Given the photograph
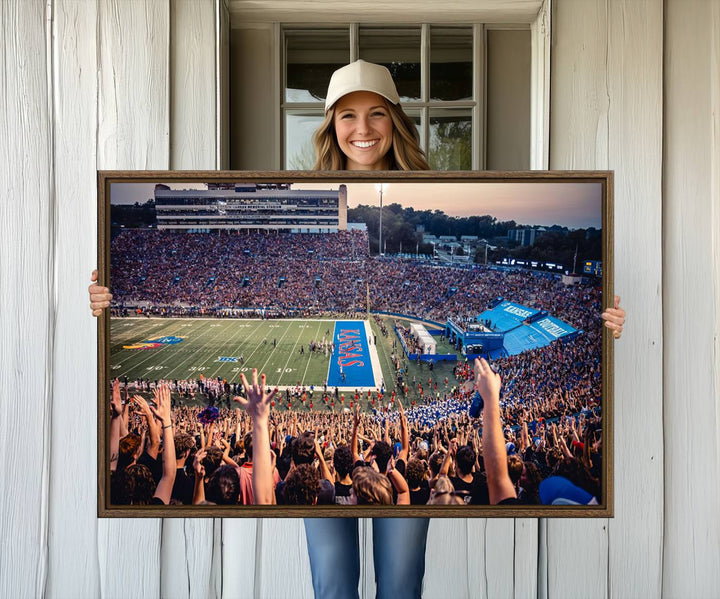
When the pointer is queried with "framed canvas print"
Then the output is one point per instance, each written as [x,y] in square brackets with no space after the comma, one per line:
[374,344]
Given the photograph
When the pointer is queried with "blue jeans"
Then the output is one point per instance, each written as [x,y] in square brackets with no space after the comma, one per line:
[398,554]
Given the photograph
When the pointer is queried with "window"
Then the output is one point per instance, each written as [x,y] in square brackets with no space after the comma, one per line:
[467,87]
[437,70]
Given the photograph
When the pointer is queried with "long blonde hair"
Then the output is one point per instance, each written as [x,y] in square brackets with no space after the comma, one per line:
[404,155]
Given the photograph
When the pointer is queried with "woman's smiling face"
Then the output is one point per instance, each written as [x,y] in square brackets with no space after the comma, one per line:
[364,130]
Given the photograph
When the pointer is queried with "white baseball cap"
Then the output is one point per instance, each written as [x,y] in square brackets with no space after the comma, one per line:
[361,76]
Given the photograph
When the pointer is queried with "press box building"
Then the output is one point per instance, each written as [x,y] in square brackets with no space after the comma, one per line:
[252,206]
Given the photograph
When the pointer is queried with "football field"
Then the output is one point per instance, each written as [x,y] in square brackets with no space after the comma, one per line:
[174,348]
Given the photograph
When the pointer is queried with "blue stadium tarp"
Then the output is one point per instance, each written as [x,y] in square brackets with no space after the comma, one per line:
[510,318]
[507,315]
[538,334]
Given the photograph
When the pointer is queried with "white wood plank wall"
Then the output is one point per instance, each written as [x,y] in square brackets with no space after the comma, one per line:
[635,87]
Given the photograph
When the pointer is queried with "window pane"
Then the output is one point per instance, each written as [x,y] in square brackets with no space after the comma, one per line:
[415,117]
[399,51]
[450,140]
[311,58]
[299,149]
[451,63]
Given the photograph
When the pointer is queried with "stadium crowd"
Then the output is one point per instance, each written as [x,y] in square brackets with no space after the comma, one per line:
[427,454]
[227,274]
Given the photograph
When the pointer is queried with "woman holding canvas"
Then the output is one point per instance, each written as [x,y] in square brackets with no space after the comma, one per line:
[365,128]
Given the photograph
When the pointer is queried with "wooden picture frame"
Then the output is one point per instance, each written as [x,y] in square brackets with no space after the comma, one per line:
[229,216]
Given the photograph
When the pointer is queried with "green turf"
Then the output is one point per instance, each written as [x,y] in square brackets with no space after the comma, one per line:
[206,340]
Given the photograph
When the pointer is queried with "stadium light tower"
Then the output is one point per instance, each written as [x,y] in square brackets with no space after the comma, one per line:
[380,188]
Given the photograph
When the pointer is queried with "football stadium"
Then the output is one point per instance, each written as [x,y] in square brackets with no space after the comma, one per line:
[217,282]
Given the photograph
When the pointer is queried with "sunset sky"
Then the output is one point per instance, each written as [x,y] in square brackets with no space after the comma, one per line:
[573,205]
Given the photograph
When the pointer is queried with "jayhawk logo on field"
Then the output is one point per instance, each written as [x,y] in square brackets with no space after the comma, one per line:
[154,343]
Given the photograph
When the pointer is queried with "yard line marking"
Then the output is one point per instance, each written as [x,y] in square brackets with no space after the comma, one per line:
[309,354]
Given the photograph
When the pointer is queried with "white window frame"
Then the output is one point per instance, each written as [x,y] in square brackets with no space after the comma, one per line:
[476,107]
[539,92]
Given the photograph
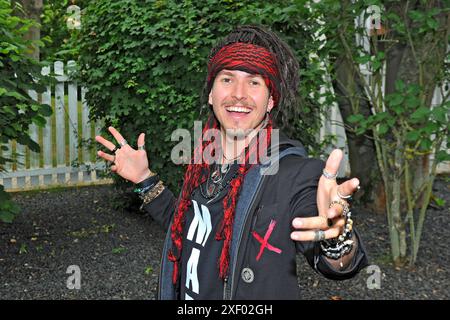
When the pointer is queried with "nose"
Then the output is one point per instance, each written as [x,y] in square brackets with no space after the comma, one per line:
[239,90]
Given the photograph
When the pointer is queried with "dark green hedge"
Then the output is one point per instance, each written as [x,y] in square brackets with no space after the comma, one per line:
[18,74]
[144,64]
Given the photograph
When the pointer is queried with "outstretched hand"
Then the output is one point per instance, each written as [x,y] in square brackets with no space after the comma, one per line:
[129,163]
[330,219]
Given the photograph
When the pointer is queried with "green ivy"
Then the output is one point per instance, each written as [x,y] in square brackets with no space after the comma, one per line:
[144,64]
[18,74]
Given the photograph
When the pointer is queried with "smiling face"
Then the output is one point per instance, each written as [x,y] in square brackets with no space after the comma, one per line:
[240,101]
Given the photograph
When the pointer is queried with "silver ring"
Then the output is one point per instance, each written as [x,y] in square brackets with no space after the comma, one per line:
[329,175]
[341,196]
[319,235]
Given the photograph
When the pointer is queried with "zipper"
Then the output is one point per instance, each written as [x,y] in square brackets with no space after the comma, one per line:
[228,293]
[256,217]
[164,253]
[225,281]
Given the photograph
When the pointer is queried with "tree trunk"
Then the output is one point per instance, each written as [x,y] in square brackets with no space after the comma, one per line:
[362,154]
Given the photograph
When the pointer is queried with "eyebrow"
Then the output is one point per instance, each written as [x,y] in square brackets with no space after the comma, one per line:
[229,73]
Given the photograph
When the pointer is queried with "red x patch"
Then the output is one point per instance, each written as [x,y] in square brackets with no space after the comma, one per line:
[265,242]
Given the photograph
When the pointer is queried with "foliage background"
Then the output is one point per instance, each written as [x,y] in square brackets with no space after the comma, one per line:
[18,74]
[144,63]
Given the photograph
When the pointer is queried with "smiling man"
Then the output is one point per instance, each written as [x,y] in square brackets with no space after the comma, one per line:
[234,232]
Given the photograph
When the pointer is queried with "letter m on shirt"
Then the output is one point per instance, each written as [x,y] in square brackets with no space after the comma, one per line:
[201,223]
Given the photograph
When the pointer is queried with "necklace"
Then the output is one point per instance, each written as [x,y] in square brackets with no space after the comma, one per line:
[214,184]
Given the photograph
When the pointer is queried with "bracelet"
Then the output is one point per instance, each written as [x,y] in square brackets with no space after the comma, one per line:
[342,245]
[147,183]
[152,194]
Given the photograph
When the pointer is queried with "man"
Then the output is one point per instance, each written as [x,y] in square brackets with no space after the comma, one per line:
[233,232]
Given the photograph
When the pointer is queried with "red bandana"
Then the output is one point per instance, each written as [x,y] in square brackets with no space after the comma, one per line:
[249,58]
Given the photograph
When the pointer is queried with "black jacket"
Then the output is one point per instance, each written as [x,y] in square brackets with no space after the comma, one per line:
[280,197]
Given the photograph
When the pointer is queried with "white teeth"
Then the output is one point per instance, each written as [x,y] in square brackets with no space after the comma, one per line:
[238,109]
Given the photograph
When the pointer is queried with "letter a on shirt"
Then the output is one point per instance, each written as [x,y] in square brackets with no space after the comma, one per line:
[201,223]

...

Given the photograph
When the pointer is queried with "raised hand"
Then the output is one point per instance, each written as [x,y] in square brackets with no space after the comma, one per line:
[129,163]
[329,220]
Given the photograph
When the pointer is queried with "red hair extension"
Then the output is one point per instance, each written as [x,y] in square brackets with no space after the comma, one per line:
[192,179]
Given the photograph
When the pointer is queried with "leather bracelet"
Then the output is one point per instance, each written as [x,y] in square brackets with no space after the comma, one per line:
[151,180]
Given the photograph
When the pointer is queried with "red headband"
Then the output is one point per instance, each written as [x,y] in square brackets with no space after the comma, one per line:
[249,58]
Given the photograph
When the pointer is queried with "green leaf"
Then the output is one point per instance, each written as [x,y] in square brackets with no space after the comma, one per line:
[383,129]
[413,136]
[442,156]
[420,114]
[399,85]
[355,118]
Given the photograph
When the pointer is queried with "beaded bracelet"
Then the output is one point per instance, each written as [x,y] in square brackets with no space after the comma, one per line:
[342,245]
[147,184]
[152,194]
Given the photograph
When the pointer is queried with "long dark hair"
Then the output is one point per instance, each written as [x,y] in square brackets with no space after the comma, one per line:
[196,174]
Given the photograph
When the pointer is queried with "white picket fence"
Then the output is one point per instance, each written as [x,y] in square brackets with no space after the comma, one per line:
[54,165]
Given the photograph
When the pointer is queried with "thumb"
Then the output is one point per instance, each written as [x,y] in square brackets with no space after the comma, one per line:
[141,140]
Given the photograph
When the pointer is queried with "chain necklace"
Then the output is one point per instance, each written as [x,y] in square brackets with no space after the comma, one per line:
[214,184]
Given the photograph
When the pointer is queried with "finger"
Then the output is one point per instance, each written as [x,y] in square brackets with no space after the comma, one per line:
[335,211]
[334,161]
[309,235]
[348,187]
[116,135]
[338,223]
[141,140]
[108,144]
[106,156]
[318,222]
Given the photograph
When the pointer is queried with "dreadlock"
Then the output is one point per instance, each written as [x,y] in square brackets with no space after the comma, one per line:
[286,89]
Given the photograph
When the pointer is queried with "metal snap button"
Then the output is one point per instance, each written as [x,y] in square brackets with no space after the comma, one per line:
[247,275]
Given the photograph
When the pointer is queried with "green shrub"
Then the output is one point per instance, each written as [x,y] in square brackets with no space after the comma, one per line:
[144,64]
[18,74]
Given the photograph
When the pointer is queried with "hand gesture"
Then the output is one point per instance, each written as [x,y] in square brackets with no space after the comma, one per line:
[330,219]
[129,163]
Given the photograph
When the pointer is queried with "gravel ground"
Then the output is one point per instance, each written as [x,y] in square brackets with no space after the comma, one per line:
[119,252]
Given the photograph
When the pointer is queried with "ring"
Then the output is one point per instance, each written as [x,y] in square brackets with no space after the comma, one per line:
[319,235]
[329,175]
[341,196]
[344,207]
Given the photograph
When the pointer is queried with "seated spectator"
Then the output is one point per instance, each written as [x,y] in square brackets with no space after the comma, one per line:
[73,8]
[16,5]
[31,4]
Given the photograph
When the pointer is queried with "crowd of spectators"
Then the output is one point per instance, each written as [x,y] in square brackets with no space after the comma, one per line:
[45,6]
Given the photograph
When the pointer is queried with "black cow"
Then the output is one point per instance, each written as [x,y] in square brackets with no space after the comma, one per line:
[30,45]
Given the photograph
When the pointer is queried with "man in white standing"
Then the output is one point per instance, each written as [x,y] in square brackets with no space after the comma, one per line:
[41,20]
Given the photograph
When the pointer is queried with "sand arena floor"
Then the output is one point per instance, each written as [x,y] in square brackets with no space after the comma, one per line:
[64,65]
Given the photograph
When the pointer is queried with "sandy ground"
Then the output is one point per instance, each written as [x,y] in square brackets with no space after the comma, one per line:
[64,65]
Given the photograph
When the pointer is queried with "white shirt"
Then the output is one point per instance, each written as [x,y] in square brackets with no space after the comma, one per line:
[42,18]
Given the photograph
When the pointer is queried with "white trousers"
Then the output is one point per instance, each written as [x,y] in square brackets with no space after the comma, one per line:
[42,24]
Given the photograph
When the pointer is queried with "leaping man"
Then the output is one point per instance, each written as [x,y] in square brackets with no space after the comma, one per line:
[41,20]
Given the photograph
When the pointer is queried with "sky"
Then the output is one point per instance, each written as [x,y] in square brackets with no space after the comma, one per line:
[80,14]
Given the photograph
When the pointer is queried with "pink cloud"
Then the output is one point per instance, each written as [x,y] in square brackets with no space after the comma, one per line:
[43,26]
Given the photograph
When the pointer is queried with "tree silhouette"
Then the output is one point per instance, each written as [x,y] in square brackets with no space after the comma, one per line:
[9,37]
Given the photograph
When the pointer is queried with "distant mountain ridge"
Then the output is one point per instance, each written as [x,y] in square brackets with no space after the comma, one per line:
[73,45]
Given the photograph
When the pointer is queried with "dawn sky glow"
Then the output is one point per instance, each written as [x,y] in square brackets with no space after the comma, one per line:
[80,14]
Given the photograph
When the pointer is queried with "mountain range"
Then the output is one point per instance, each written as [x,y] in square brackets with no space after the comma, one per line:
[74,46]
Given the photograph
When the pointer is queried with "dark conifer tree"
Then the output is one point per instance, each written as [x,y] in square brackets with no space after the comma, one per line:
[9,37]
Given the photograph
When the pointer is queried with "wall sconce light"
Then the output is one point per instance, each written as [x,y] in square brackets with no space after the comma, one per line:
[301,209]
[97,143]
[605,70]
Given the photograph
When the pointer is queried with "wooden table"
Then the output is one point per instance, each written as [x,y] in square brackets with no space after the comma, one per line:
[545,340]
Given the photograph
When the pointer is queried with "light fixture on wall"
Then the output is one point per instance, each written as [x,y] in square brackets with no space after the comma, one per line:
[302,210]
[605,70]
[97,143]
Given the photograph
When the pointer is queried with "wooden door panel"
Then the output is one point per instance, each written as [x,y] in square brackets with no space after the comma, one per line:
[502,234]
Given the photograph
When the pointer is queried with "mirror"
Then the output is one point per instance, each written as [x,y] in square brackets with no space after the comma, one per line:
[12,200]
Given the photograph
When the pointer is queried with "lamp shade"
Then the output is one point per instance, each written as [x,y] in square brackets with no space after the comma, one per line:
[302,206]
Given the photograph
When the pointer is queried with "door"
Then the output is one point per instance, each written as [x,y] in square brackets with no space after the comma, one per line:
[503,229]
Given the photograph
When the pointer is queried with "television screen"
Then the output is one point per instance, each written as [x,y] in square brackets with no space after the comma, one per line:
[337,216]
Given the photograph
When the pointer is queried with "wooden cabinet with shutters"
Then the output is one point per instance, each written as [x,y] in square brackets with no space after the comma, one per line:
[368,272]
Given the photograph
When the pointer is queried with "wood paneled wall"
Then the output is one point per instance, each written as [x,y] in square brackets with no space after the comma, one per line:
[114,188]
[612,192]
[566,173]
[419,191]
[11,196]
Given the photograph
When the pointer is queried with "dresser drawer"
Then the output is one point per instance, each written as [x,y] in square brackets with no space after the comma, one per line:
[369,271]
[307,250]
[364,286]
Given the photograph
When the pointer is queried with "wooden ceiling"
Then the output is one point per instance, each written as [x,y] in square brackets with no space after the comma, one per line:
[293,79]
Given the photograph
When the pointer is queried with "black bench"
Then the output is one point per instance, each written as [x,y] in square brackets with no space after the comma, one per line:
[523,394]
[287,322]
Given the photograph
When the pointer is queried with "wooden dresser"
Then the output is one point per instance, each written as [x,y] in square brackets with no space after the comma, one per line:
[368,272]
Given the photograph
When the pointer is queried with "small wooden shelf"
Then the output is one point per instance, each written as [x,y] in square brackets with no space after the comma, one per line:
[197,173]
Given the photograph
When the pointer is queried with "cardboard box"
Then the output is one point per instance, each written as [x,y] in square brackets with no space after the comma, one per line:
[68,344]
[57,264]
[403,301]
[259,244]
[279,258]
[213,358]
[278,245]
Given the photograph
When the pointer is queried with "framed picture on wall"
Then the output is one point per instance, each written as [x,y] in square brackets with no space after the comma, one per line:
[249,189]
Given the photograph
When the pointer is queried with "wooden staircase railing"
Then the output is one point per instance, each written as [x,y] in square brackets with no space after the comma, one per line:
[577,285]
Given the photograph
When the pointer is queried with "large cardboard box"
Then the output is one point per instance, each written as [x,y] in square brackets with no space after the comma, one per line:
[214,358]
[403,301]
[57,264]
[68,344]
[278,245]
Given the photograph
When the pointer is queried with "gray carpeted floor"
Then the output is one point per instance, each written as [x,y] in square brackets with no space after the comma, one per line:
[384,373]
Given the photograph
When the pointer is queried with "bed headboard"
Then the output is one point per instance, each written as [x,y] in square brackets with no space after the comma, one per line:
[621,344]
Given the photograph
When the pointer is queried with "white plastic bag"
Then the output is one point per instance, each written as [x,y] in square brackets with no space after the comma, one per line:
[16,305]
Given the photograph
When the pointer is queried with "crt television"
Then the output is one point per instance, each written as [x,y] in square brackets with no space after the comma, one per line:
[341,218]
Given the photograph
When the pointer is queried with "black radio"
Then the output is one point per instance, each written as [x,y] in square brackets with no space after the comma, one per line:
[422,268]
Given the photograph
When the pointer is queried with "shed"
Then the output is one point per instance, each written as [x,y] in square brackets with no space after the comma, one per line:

◆ GIVEN INSTRUCTION
Pull out every line of the records above that contains the string "hand". Treat uppercase and lowercase as different.

◆ EXERCISE ANSWER
When the pointer is queried with "outstretched hand"
When the pointer is queried with "raised hand"
When the pointer is queried with "hand gesture"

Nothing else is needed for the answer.